The problem:
Below are entries; copy exactly, and only, the lines from the one containing "task: trace the outline of every instance of the **curved" through their final line, leaving out pictures.

A block of data:
──────────────────────────────
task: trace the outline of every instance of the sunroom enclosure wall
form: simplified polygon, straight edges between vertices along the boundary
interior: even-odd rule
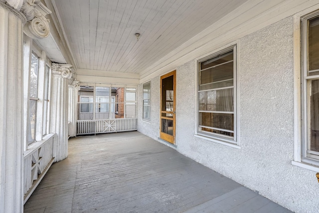
[[[319,9],[317,3],[302,12],[302,8],[309,6],[296,9],[295,12],[300,12],[297,15],[292,12],[250,33],[245,34],[240,27],[238,32],[233,29],[201,47],[206,50],[176,58],[172,63],[175,66],[167,66],[170,69],[154,69],[149,76],[144,75],[138,87],[138,130],[162,143],[158,139],[160,79],[176,69],[175,149],[294,212],[318,212],[318,196],[314,195],[318,195],[316,174],[319,168],[312,171],[292,164],[296,160],[294,146],[300,141],[294,125],[294,119],[298,117],[295,106],[300,103],[300,100],[296,103],[294,99],[298,89],[296,82],[298,82],[294,62],[295,52],[298,51],[294,42],[294,20],[296,15]],[[231,36],[234,34],[243,35],[234,39]],[[197,76],[198,61],[235,45],[238,121],[238,144],[234,145],[197,134]],[[184,62],[187,57],[188,61]],[[152,74],[154,72],[157,75]],[[142,103],[143,84],[150,80],[150,124],[143,121]]]

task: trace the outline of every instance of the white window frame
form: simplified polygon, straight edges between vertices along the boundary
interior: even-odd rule
[[[30,44],[28,43],[28,44]],[[25,127],[26,137],[25,141],[25,150],[28,149],[28,146],[32,144],[34,142],[41,141],[43,138],[48,134],[48,130],[49,129],[49,114],[50,114],[50,105],[49,103],[49,99],[50,98],[50,76],[51,76],[51,66],[50,62],[46,57],[46,53],[44,51],[38,49],[36,47],[31,47],[26,45],[24,47],[24,51],[26,51],[24,55],[24,59],[27,60],[26,61],[25,66],[24,66],[25,72],[27,71],[27,95],[25,93],[25,95],[28,97],[28,101],[26,104],[26,108],[25,109],[25,114],[26,115],[26,126]],[[29,55],[28,54],[27,51],[30,50]],[[31,97],[30,96],[30,80],[31,74],[31,57],[33,54],[38,59],[38,74],[37,74],[37,94],[36,97]],[[27,61],[29,61],[28,62]],[[28,67],[28,68],[27,68]],[[48,68],[48,76],[46,76],[46,69]],[[47,83],[46,83],[47,80]],[[45,92],[47,92],[47,97],[45,97]],[[36,101],[36,117],[35,117],[35,137],[34,140],[32,141],[28,141],[28,133],[30,127],[29,126],[28,123],[29,121],[29,101],[34,100]]]
[[[149,97],[149,98],[144,98],[144,86],[147,85],[150,85],[150,96]],[[146,121],[147,122],[151,122],[151,90],[152,89],[152,85],[151,85],[151,81],[148,81],[146,83],[145,83],[143,84],[143,103],[142,103],[142,119],[143,121]],[[150,118],[149,119],[147,119],[145,118],[144,117],[144,101],[146,100],[149,100],[149,105],[148,105],[149,106],[149,117]]]
[[[82,102],[82,98],[89,98],[89,102]],[[90,102],[90,99],[92,98],[93,101],[92,102]],[[95,102],[94,102],[94,95],[92,96],[90,96],[90,95],[80,95],[80,102],[79,102],[80,103],[80,106],[79,106],[79,110],[80,110],[80,113],[94,113],[94,104],[95,103]],[[82,104],[92,104],[92,112],[81,112],[81,106],[82,105]],[[89,111],[90,110],[90,107],[89,107]]]
[[[81,86],[87,86],[89,84],[86,83],[85,82],[81,84]],[[112,118],[112,113],[118,113],[118,111],[116,111],[116,109],[118,109],[119,104],[123,104],[124,105],[124,117],[122,118],[127,118],[126,115],[126,108],[127,105],[135,105],[135,117],[134,118],[136,118],[137,117],[137,86],[136,85],[117,85],[117,84],[100,84],[100,83],[93,83],[90,84],[90,86],[93,87],[93,94],[94,96],[89,96],[89,95],[79,95],[79,100],[78,102],[78,104],[79,106],[78,111],[80,113],[93,113],[93,119],[95,120],[95,116],[96,113],[99,113],[98,112],[96,112],[96,105],[98,103],[102,104],[109,104],[110,109],[109,109],[109,118],[107,119],[117,119],[118,118]],[[99,97],[105,97],[105,96],[96,96],[96,90],[97,87],[106,87],[110,88],[110,94],[109,96],[109,99],[110,102],[102,102],[98,103],[97,101],[97,98],[99,98]],[[124,99],[123,102],[119,102],[119,95],[117,94],[116,96],[112,96],[112,88],[123,88],[124,92]],[[126,93],[127,92],[131,92],[134,93],[135,94],[135,101],[127,101],[126,100]],[[93,102],[81,102],[81,97],[92,97],[93,98]],[[93,104],[93,112],[81,112],[81,104]],[[114,110],[115,112],[112,112],[112,109]],[[107,120],[106,119],[106,120]]]
[[[228,47],[221,48],[213,54],[211,54],[208,56],[203,58],[198,59],[197,61],[197,70],[196,73],[196,78],[197,80],[197,89],[196,91],[196,126],[194,136],[201,139],[205,139],[210,141],[213,141],[219,144],[227,145],[237,149],[241,149],[240,140],[239,137],[239,97],[238,97],[238,65],[237,58],[238,57],[238,46],[237,43],[234,43]],[[227,137],[227,136],[222,136],[221,135],[215,135],[213,134],[207,134],[204,132],[199,131],[199,72],[200,71],[200,63],[209,59],[217,57],[219,55],[225,53],[227,52],[233,51],[234,59],[233,59],[233,79],[234,79],[234,137]]]
[[[294,160],[292,164],[309,170],[319,172],[319,161],[307,157],[307,121],[304,118],[307,117],[307,101],[306,95],[306,84],[309,79],[319,79],[319,76],[305,78],[308,66],[307,62],[308,27],[305,23],[312,17],[319,15],[319,6],[309,7],[294,15]],[[306,36],[305,35],[307,35]],[[306,69],[305,69],[306,67]]]

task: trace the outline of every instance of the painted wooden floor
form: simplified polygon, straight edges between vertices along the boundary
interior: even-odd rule
[[[138,132],[69,141],[25,213],[288,213]]]

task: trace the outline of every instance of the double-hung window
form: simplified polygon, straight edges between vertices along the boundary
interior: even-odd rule
[[[236,46],[199,61],[197,134],[237,144]]]
[[[30,47],[25,47],[26,49]],[[47,64],[45,53],[42,52],[41,54],[41,52],[37,52],[41,57],[32,52],[30,60],[25,58],[25,62],[28,66],[28,70],[25,70],[25,74],[27,73],[25,76],[28,77],[28,91],[24,91],[25,95],[28,97],[28,102],[25,103],[28,106],[25,109],[28,113],[25,129],[27,147],[34,141],[42,140],[48,134],[48,129],[50,67]]]
[[[302,161],[319,165],[319,12],[302,18]]]
[[[33,53],[31,56],[31,68],[29,78],[29,115],[28,116],[28,144],[35,141],[36,131],[36,108],[39,100],[37,96],[39,58]]]
[[[143,84],[143,120],[151,121],[151,82]]]

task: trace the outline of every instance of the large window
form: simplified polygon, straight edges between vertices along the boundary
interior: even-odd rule
[[[319,12],[302,20],[303,161],[319,165]]]
[[[235,143],[236,46],[199,61],[198,134]]]
[[[143,120],[151,121],[151,82],[143,84]]]
[[[81,86],[78,120],[136,118],[136,88]]]
[[[31,57],[31,68],[29,78],[29,116],[28,117],[28,143],[35,141],[36,130],[36,108],[37,96],[39,58],[33,53]]]
[[[25,47],[26,49],[30,47]],[[41,55],[39,53],[41,52],[38,52],[37,55]],[[48,134],[49,126],[50,67],[46,63],[44,53],[41,55],[41,57],[38,55],[32,52],[30,60],[25,58],[25,64],[28,64],[26,67],[28,67],[25,70],[25,76],[28,76],[28,91],[24,91],[25,95],[28,97],[28,102],[25,103],[28,106],[27,109],[25,109],[28,112],[27,145],[42,140],[43,137]]]

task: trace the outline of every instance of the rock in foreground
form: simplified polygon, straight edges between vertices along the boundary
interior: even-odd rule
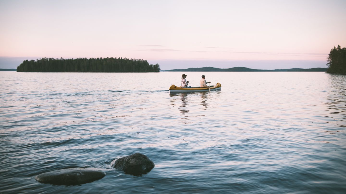
[[[135,175],[148,173],[155,166],[148,156],[139,153],[116,159],[112,162],[111,165],[125,173]]]
[[[42,183],[71,185],[92,182],[106,175],[101,171],[90,168],[66,168],[40,174],[35,179]]]

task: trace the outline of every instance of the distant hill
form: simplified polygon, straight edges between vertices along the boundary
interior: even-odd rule
[[[15,69],[0,69],[0,71],[16,71],[17,70]]]
[[[220,69],[212,67],[206,67],[196,68],[189,68],[185,69],[171,69],[163,70],[161,71],[327,71],[327,68],[311,68],[310,69],[302,69],[301,68],[292,68],[282,69],[255,69],[243,67],[236,67],[228,69]]]

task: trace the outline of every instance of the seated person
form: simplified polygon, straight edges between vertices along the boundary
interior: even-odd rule
[[[191,88],[191,86],[188,87],[188,84],[189,84],[189,81],[186,81],[185,79],[187,76],[188,76],[187,75],[185,75],[185,74],[181,75],[181,85],[180,86],[181,88]]]
[[[207,80],[206,80],[206,76],[204,75],[202,75],[202,79],[199,81],[199,83],[200,85],[200,87],[209,88],[209,86],[207,86],[207,84],[210,83],[210,81],[207,82]]]

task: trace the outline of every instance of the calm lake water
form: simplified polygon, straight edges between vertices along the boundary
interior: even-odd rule
[[[187,74],[221,90],[170,94]],[[0,72],[0,192],[345,193],[346,76]],[[110,166],[136,152],[142,176]],[[76,186],[34,177],[93,167]]]

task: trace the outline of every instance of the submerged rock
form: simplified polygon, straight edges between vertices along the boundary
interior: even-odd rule
[[[67,185],[80,185],[103,178],[106,173],[93,169],[66,168],[40,174],[35,179],[42,183]]]
[[[116,168],[124,171],[125,173],[135,175],[148,173],[155,166],[148,156],[139,153],[114,160],[111,165]]]

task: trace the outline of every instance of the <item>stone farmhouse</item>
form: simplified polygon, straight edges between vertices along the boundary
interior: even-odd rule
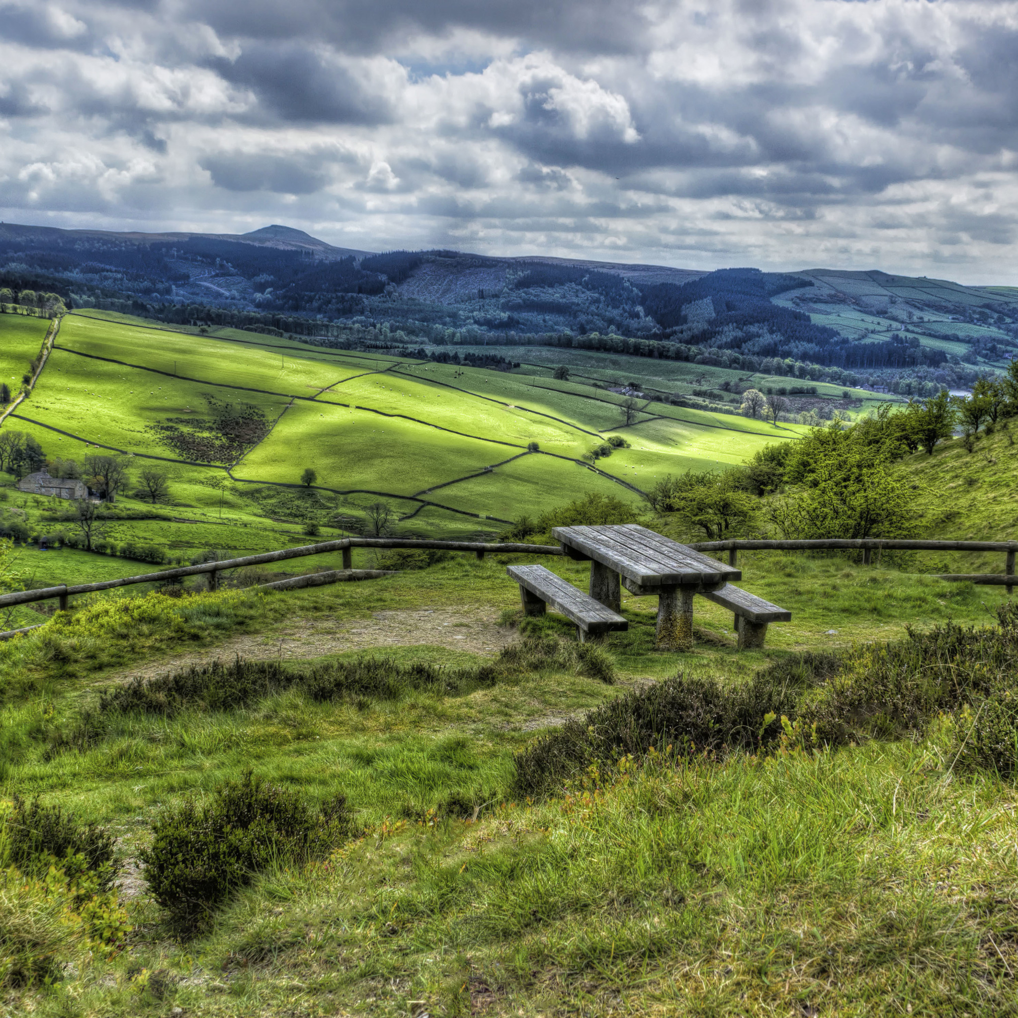
[[[73,477],[51,477],[46,470],[37,470],[17,483],[19,492],[30,495],[55,495],[58,499],[87,499],[89,486]]]

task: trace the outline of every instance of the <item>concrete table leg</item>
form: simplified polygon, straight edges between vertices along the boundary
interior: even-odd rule
[[[622,610],[622,584],[614,569],[590,560],[590,597],[613,612]]]
[[[689,651],[693,645],[693,591],[674,587],[658,596],[658,627],[655,646],[659,651]]]
[[[519,588],[519,600],[523,605],[524,615],[544,615],[548,609],[548,606],[535,593],[530,593],[525,586]]]
[[[766,622],[750,622],[748,619],[741,619],[739,623],[739,649],[758,651],[767,638],[767,626]]]

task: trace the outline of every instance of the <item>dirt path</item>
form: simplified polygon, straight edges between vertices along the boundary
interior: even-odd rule
[[[334,622],[330,619],[294,619],[271,634],[244,633],[231,636],[215,646],[163,658],[140,668],[107,675],[127,682],[152,678],[166,672],[215,661],[242,658],[281,657],[289,661],[319,658],[341,651],[362,651],[387,646],[443,646],[494,657],[516,634],[498,625],[497,618],[486,610],[460,608],[419,609],[410,612],[376,612],[366,619]]]

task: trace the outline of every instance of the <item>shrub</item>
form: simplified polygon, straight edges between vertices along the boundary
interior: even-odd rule
[[[166,561],[166,549],[158,545],[135,545],[133,542],[127,542],[120,546],[120,554],[125,559],[152,562],[155,565],[162,565]]]
[[[51,865],[95,874],[104,891],[113,886],[119,865],[113,858],[115,839],[105,828],[80,824],[57,805],[43,805],[15,794],[4,819],[9,859],[24,874],[45,876]]]
[[[553,792],[592,765],[610,769],[621,757],[642,755],[652,746],[658,752],[708,750],[720,756],[758,749],[781,733],[778,718],[795,716],[800,688],[787,676],[767,671],[735,689],[676,675],[582,719],[572,718],[518,752],[516,790],[522,795]]]
[[[343,796],[316,809],[295,790],[248,772],[204,805],[188,798],[164,810],[140,859],[155,899],[192,924],[274,863],[299,865],[353,833]]]

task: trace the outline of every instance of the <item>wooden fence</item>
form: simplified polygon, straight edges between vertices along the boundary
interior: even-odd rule
[[[1006,586],[1008,593],[1014,589],[1015,552],[1018,541],[910,541],[904,538],[864,538],[849,540],[841,538],[821,538],[810,541],[757,541],[754,539],[732,539],[730,541],[701,541],[690,548],[697,552],[728,552],[729,565],[737,565],[739,551],[760,552],[833,552],[861,551],[863,565],[872,562],[873,552],[1004,552],[1004,572],[1002,573],[934,573],[937,579],[952,583],[986,583]]]
[[[209,589],[219,589],[219,574],[225,569],[243,569],[246,566],[266,565],[270,562],[286,562],[290,559],[304,558],[308,555],[325,555],[329,552],[342,552],[343,568],[328,572],[309,573],[306,576],[294,576],[291,579],[277,580],[274,583],[263,583],[260,587],[293,589],[301,586],[319,586],[323,583],[335,583],[341,580],[375,579],[390,574],[389,570],[353,569],[352,553],[354,548],[383,549],[417,549],[421,551],[473,552],[478,559],[494,552],[521,552],[525,555],[561,555],[558,545],[498,545],[471,541],[415,541],[402,538],[341,538],[338,541],[323,541],[315,545],[303,545],[299,548],[284,548],[279,552],[265,552],[261,555],[245,555],[240,559],[225,559],[222,562],[203,562],[193,566],[178,566],[174,569],[163,569],[160,572],[142,573],[138,576],[122,576],[119,579],[107,579],[99,583],[77,583],[72,586],[61,584],[47,586],[37,590],[17,590],[13,593],[0,596],[0,610],[14,608],[18,605],[31,605],[38,601],[57,601],[61,611],[66,611],[70,599],[78,593],[97,593],[100,590],[112,590],[118,586],[130,586],[133,583],[162,583],[167,580],[183,579],[185,576],[209,577]],[[39,623],[43,625],[44,623]],[[11,629],[0,632],[0,639],[9,639],[18,633],[27,632],[36,626],[23,629]]]

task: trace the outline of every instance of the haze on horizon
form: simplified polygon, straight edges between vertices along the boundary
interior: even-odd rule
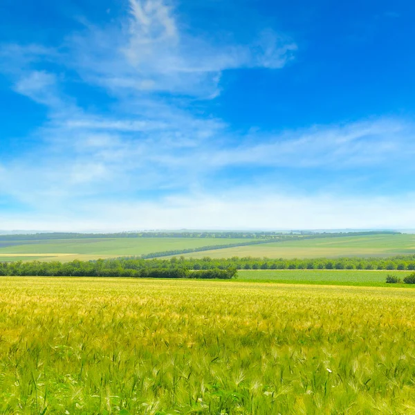
[[[0,228],[415,228],[415,4],[5,0]]]

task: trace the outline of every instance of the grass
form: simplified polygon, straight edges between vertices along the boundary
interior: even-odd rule
[[[0,261],[3,257],[10,258],[10,254],[19,255],[19,257],[27,260],[31,259],[28,255],[37,255],[44,260],[98,259],[250,241],[224,238],[98,238],[21,241],[18,245],[13,242],[10,246],[0,248]],[[3,244],[5,245],[6,242],[3,241]],[[53,259],[48,257],[52,254],[54,255]]]
[[[277,282],[282,284],[329,284],[387,287],[386,276],[391,274],[401,279],[414,271],[361,270],[239,270],[237,281],[250,282]],[[413,287],[406,284],[393,286]]]
[[[412,290],[2,277],[0,413],[409,414]]]
[[[382,234],[318,238],[239,246],[185,254],[186,257],[337,258],[391,257],[415,254],[415,234]]]
[[[6,246],[7,242],[0,240],[0,261],[5,257],[8,257],[7,260],[12,260],[10,259],[11,254],[25,260],[30,260],[28,256],[30,255],[44,261],[87,261],[250,241],[221,238],[97,238],[22,241],[19,244],[13,242],[12,245]],[[268,258],[335,258],[390,257],[408,254],[415,254],[415,234],[375,234],[300,239],[205,250],[183,255],[194,258],[250,256]]]

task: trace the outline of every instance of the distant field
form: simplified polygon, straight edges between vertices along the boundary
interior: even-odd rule
[[[0,278],[0,413],[414,414],[403,288]]]
[[[405,286],[406,284],[387,284],[386,276],[392,274],[401,279],[413,271],[367,271],[360,270],[239,270],[237,281],[277,282],[283,284],[311,284],[360,286]]]
[[[414,234],[340,237],[273,242],[185,254],[186,257],[336,258],[415,254]]]
[[[98,259],[122,255],[142,255],[154,252],[200,248],[248,242],[250,239],[222,238],[114,238],[95,239],[54,239],[8,242],[0,238],[0,261],[33,259],[71,261]],[[52,255],[52,254],[53,255]],[[8,258],[8,259],[4,259]]]
[[[72,261],[142,255],[153,252],[198,248],[213,245],[249,243],[252,239],[222,238],[97,238],[10,242],[0,237],[0,261],[17,259]],[[255,257],[262,258],[335,258],[390,257],[415,254],[415,234],[304,239],[224,248],[175,256],[202,258]],[[27,257],[26,257],[27,256]]]

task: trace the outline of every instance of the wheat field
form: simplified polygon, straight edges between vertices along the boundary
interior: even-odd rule
[[[415,414],[412,290],[0,280],[1,414]]]

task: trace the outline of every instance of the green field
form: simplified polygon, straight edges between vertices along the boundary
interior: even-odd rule
[[[387,284],[389,274],[403,279],[413,271],[373,271],[361,270],[239,270],[237,281],[277,282],[282,284],[329,284],[361,286],[405,286],[405,284]]]
[[[5,261],[14,260],[15,257],[24,260],[33,259],[31,257],[46,261],[89,260],[198,248],[213,245],[250,243],[252,241],[253,239],[233,238],[96,238],[21,241],[6,246],[8,242],[0,240],[0,261],[2,259]],[[415,254],[415,234],[372,234],[304,239],[177,254],[176,256],[183,255],[185,257],[194,258],[335,258],[389,257],[409,254]]]
[[[186,257],[337,258],[415,254],[415,234],[317,238],[185,254]]]
[[[98,259],[249,241],[250,239],[149,237],[21,241],[19,244],[0,248],[0,261],[3,257],[12,258],[12,254],[27,260],[32,258],[29,256],[25,258],[25,254],[35,255],[37,258],[43,255],[45,260]],[[8,242],[0,240],[0,246],[2,243],[6,245]]]
[[[412,290],[0,279],[0,413],[415,412]]]

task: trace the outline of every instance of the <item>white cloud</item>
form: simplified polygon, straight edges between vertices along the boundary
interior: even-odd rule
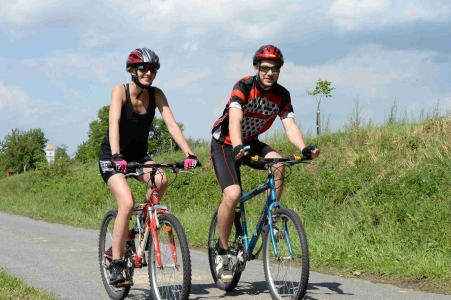
[[[184,50],[188,50],[190,52],[195,52],[197,49],[199,49],[199,45],[197,43],[185,43],[183,44],[182,48]]]
[[[173,81],[167,81],[163,84],[164,88],[183,88],[186,87],[199,79],[202,79],[211,74],[209,70],[203,71],[177,71],[179,78]]]
[[[340,61],[322,66],[296,66],[288,61],[280,81],[301,90],[305,88],[305,91],[312,90],[321,78],[331,81],[333,86],[352,88],[358,91],[356,94],[363,93],[366,98],[377,99],[381,89],[395,82],[411,84],[421,79],[425,86],[432,83],[435,78],[433,74],[439,68],[431,62],[432,57],[430,52],[389,51],[377,46],[365,46]],[[418,72],[419,69],[423,72]]]
[[[360,30],[415,20],[449,20],[451,6],[447,0],[335,0],[328,16],[339,29]]]

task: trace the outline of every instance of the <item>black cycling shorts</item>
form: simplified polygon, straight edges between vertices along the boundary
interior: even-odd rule
[[[140,164],[144,164],[148,161],[151,161],[152,157],[149,154],[141,155],[138,157],[128,157],[128,156],[124,155],[124,160],[126,162],[137,162]],[[102,179],[103,179],[103,181],[105,181],[105,183],[108,183],[108,179],[110,179],[111,176],[119,173],[114,168],[108,167],[108,164],[110,164],[110,162],[111,162],[111,154],[100,150],[100,152],[99,152],[99,171],[100,171],[100,175],[102,176]],[[133,177],[135,178],[135,176],[133,176]]]
[[[244,146],[251,147],[248,155],[252,156],[258,155],[265,157],[268,153],[276,151],[271,146],[259,141],[258,139],[255,139]],[[223,144],[222,142],[214,138],[211,140],[211,162],[213,164],[213,170],[216,175],[216,180],[218,181],[218,184],[222,190],[233,184],[241,185],[241,163],[235,161],[235,157],[233,156],[232,152],[232,145]],[[260,169],[259,167],[250,167]]]

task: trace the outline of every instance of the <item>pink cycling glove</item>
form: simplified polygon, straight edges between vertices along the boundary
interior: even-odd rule
[[[195,155],[190,154],[184,161],[185,169],[194,169],[197,166],[200,166],[200,162]]]
[[[113,154],[112,161],[116,171],[121,173],[127,172],[127,162],[124,160],[122,154]]]

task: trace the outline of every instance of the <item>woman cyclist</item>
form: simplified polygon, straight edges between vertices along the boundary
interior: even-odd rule
[[[99,168],[103,180],[113,193],[118,204],[118,214],[113,230],[113,261],[110,269],[110,284],[123,282],[125,243],[128,237],[128,223],[135,203],[131,189],[122,173],[127,171],[127,161],[153,163],[147,154],[150,125],[155,109],[161,113],[164,122],[180,149],[185,153],[185,168],[200,165],[192,154],[180,127],[174,119],[168,101],[152,82],[160,68],[160,60],[148,48],[133,50],[127,58],[126,70],[131,74],[132,83],[117,84],[111,93],[109,127],[99,153]],[[108,167],[113,162],[113,168]],[[148,182],[149,174],[137,179]],[[155,176],[158,197],[161,199],[167,188],[167,178],[163,170]],[[150,190],[149,190],[150,191]],[[147,201],[150,195],[147,195]]]
[[[306,146],[299,127],[294,121],[290,93],[278,84],[284,58],[279,48],[265,45],[253,57],[255,76],[240,79],[233,87],[222,116],[214,123],[211,141],[211,161],[222,189],[222,202],[218,209],[219,251],[216,257],[217,277],[232,280],[227,254],[228,238],[232,229],[235,207],[241,196],[241,178],[236,159],[246,155],[243,146],[249,145],[250,154],[265,158],[281,157],[258,136],[267,131],[277,116],[282,120],[289,141],[303,153],[316,158],[319,149]],[[283,190],[283,164],[274,166],[276,194]]]

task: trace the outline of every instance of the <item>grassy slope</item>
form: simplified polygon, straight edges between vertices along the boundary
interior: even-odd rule
[[[285,138],[270,143],[283,155],[293,154]],[[281,201],[304,222],[312,265],[451,293],[451,122],[437,119],[338,132],[315,143],[321,147],[321,158],[293,168]],[[190,243],[205,247],[210,216],[221,193],[208,147],[194,151],[204,167],[194,176],[179,175],[163,202],[181,220]],[[181,155],[156,158],[176,159]],[[97,166],[61,171],[50,177],[29,172],[1,180],[0,210],[98,228],[116,203]],[[266,176],[249,168],[242,173],[245,189]],[[139,201],[144,186],[130,183]],[[249,218],[261,209],[263,198],[259,199],[249,202]]]
[[[57,297],[51,293],[40,291],[34,287],[24,284],[16,277],[8,276],[0,269],[0,298],[21,300],[56,300]]]

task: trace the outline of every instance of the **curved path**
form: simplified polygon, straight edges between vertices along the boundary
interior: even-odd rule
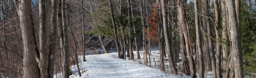
[[[137,61],[117,58],[117,53],[86,56],[87,61],[81,63],[80,78],[181,78],[180,76],[165,74],[160,70],[154,69]],[[127,57],[128,58],[128,57]],[[80,59],[80,61],[82,60]],[[76,73],[76,66],[70,67]],[[77,73],[76,73],[77,74]],[[79,78],[73,74],[70,78]]]

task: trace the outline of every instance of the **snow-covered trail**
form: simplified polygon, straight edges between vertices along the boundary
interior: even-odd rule
[[[161,71],[154,69],[138,62],[117,58],[117,53],[86,56],[87,61],[79,63],[80,71],[84,71],[80,78],[187,78],[181,76],[165,74]],[[80,59],[82,61],[82,59]],[[82,62],[82,61],[81,61]],[[76,66],[70,67],[74,73],[76,73]],[[86,70],[86,71],[85,71]],[[70,78],[79,78],[77,74]],[[57,76],[58,76],[57,75]]]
──────────────────────────────
Full answer:
task: trace the outline of every instance of the **curved path**
form: simplified polygon, straight edges between vertices along the boundary
interior: even-odd rule
[[[137,61],[117,58],[117,53],[86,56],[87,61],[81,63],[80,78],[181,78],[180,76],[165,74],[160,70],[154,69]],[[127,57],[128,58],[128,57]],[[80,59],[80,61],[82,60]],[[76,73],[76,66],[70,67]],[[77,73],[76,73],[77,74]],[[79,78],[73,74],[70,78]]]

task: trace the outline of every instance of the **snow-covered trail**
form: simplified polygon, straight edges between vertices along the boundary
interior: even-odd rule
[[[161,71],[154,69],[138,62],[117,58],[117,53],[86,56],[87,61],[79,63],[80,71],[84,71],[80,78],[187,78],[181,76],[165,74]],[[80,59],[82,61],[82,59]],[[82,62],[82,61],[81,61]],[[76,66],[70,67],[74,73],[76,73]],[[86,70],[86,71],[85,71]],[[70,78],[79,78],[77,74]],[[57,76],[58,76],[57,75]]]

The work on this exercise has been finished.